[START]
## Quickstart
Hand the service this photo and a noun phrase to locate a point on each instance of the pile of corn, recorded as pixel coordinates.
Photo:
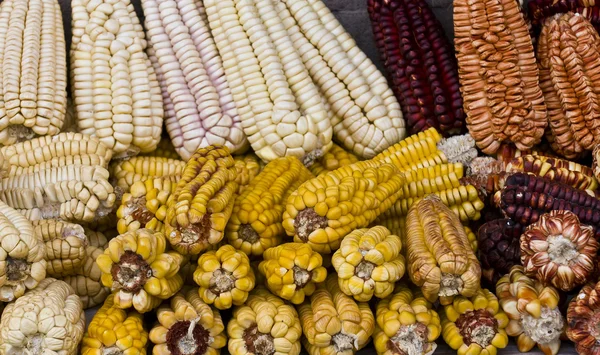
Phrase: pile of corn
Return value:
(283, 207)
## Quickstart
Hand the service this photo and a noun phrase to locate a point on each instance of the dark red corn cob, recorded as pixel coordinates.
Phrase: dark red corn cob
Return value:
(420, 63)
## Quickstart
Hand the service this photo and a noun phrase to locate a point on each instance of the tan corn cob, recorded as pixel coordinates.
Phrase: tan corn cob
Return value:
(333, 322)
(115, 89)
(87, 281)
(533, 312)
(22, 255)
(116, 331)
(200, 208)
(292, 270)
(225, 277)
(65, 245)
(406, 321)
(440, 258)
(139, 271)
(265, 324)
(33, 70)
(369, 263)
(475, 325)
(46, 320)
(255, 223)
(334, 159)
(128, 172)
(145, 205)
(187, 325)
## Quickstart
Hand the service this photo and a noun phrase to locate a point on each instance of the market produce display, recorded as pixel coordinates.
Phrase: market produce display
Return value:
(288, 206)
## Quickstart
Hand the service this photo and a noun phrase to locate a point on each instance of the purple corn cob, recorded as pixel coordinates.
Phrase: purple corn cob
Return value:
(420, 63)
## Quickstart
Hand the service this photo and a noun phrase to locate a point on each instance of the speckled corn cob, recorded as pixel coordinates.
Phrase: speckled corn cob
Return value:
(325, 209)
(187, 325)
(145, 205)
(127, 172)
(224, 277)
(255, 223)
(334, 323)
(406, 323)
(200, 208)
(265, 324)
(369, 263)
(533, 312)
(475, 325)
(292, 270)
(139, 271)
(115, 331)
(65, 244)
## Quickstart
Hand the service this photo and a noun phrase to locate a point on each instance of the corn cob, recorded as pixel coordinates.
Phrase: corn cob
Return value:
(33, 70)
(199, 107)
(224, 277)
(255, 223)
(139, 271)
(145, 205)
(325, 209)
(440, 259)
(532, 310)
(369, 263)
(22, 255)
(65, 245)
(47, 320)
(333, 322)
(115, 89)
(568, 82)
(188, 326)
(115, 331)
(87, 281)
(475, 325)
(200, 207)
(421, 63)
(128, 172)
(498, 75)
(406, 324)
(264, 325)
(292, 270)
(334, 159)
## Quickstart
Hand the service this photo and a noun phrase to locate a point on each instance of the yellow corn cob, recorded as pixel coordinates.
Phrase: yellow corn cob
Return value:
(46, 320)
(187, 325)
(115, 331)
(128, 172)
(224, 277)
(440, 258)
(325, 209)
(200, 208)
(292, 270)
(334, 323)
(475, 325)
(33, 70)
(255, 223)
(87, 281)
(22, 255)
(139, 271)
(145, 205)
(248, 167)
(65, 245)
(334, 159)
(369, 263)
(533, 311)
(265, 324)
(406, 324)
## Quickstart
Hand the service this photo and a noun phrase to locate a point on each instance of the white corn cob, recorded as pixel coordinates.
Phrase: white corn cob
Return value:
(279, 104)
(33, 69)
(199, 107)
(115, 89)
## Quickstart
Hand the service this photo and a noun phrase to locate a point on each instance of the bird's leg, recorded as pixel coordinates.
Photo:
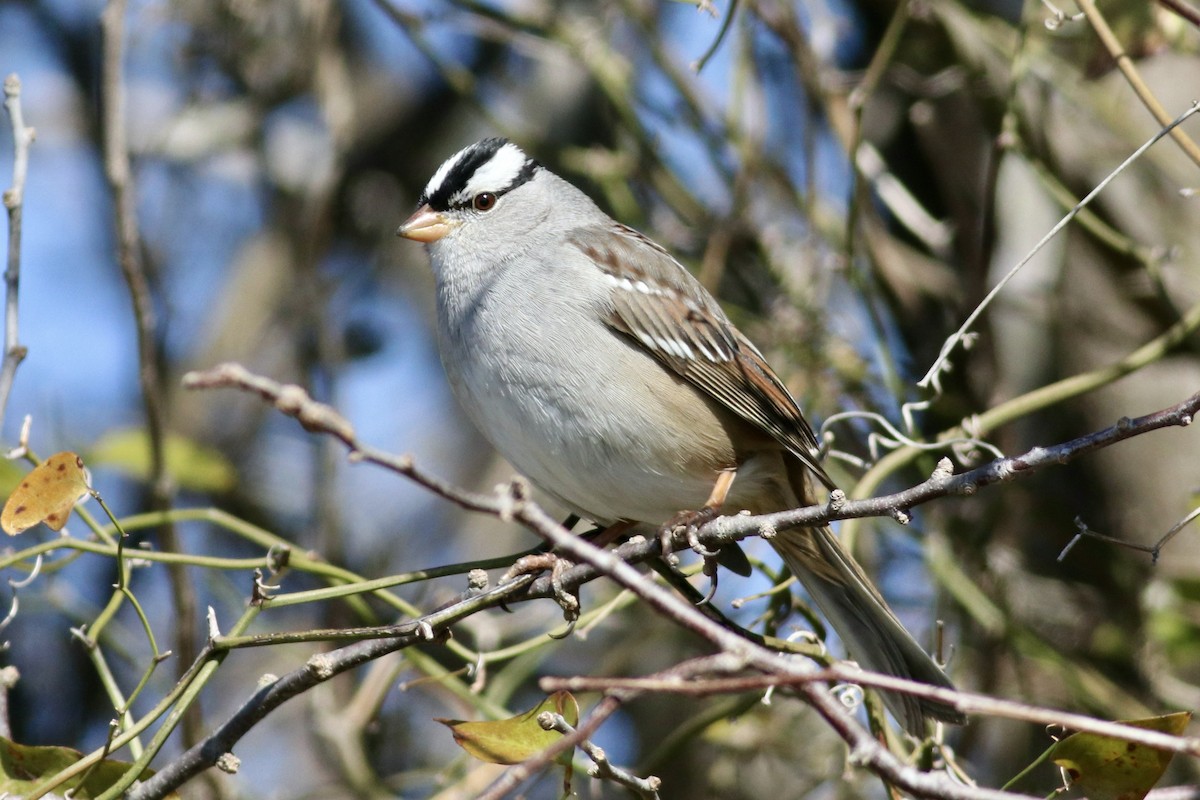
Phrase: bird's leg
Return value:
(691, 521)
[END]
§ **The task**:
Pull out each line of the records that contains the word "purple" and copy those lines in full.

§ **Solution to the problem**:
Hand the service this photo and a noun phrase to locate a point on each instance of the purple corn cob, recorded as pixel coordinates.
Phrase: purple corn cob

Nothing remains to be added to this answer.